*Passage shown:*
☆ ☆ ☆ ☆ ☆

Sponsored By

Sheer brilliance, or mad feature-creep becoming my downfall

A blog about breaking my own rules of business, breaking my own rules of game development, but also creating my best game in ten years without people knowing about it

Pascal Bestebroer, Blogger

November 3, 2015

3 Min Read
Game Developer logo in a gray background | Game Developer

sg_update25

 

Since I started Orangepixel I had one very strict rule: create fun, fast and good games, quickly release, and move on to the next. This method has brought me to where I am now: ten years of being a full-time indie developer.

Sadly, times have changed, and so have I. Where my quick and fun games with a beginning,an extremely challenging mid, and a quick end were great time-wasters in all those years, they are not cutting it these days. Oh sure, that type of game is still doing great and has a huge audience, but for me personally? it’s not enough anymore.

☆ ☆ ☆ ☆ ☆

*Rows:*
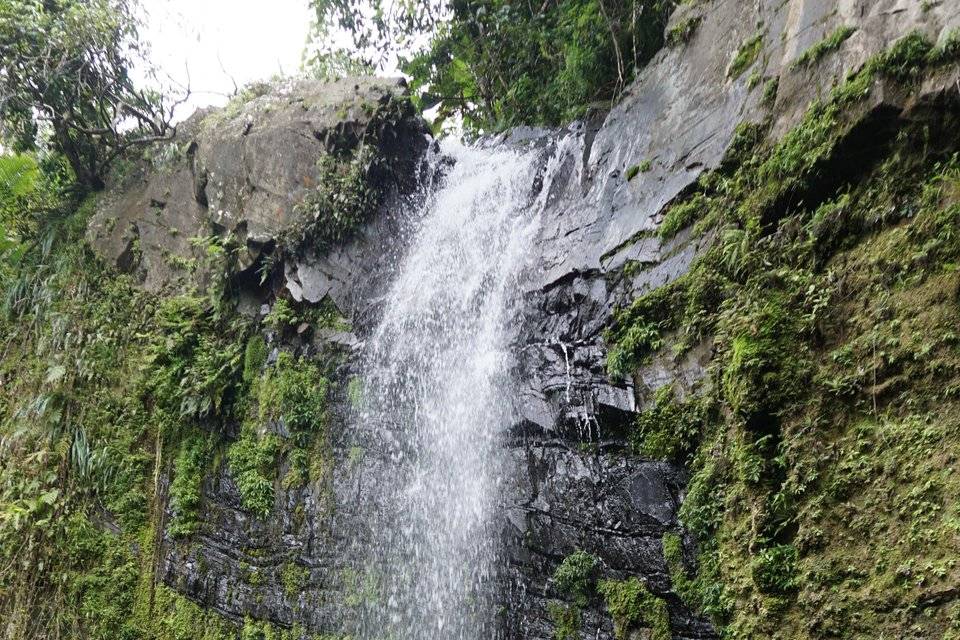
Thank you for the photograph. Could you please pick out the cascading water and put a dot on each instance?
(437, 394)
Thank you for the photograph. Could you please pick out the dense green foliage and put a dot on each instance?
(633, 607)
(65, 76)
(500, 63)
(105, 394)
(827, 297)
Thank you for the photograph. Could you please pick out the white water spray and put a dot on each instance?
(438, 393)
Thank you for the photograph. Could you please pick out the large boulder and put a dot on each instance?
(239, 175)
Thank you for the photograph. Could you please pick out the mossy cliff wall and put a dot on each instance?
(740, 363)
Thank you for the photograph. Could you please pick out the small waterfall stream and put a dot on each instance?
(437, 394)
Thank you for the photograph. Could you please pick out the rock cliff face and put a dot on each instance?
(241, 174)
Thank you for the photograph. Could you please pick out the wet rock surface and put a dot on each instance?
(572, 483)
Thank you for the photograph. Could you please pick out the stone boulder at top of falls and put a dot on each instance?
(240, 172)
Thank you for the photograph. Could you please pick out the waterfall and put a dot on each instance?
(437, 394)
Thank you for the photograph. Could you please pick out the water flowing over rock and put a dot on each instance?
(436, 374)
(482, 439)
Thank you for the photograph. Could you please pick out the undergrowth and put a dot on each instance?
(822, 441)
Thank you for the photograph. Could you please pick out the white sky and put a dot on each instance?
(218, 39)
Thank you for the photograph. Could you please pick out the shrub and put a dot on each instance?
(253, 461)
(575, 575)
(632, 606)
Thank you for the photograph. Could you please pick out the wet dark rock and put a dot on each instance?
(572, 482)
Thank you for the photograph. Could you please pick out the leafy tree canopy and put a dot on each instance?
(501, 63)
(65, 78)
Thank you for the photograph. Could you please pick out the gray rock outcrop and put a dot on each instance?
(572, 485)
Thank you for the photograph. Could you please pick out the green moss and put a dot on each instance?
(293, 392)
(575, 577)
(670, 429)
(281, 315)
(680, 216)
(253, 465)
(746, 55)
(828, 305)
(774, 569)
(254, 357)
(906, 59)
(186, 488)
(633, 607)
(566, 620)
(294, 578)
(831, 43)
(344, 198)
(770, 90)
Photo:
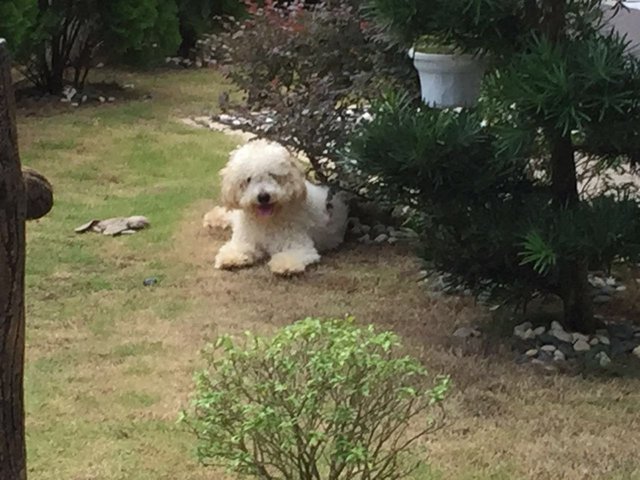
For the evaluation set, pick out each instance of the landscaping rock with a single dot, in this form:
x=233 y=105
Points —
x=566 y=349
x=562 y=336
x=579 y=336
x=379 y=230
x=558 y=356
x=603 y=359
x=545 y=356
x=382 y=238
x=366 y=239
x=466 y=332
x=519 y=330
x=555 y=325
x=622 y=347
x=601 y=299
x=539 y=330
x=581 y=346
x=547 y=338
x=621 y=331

☆ ☆ ☆ ☆ ☆

*Objective 1:* In the blog post about Orangepixel, how long has the writer been a full-time indie developer?
*Objective 2:* Write the next part of the blog post about Orangepixel, picking up after its final sentence.
The data has no connection to the blog post about Orangepixel.

*Task result 1:* Ten years.

*Task result 2:*
I raised my own bars with the releases of Gunslugs, Heroes of Loot and Gunslugs 2. I have a hard time doing quick games and releasing it for the same price as those three games I created. Groundskeeper 2 was one of the last “quickies” that I created, and even that took me longer than I originally planned.. and now I try to somewhat hide it from my other achievements.. even tho the game is freaking good once you get into it.

Genius or madness

Space Grunts (www.spacegrunts.com) is breaking all my own rules:

  • It’s NOT a fast paced arcade game for short bursts of gameplay, no it’s a huge turn-based rogue-like with many different layers and depth.

  • It’s also not quickly created based on old engines, nope I wrote a web of code from scratch, and that’s just for the level-generation to generate interesting levels with a large amount of flexibility.

I had to figure out how to build stuff like inventory systems, new interface designs, upgrades, and so much more. Hell, I even had to figure out how turn-based games actually play and flow! I never play them.. what do I know!?

update19

Space Grunts has been in development since January/February this year, and I should have wrapped up the work sometime last September.. it’s now November and I plan to push the 25th update tomorrow which is the biggest update yet with a large amount of new consumables, features, improvements, sound effects, graphical changes, and more. Most likely it’s not going to be the last update either.. there is still more stuff I want to add!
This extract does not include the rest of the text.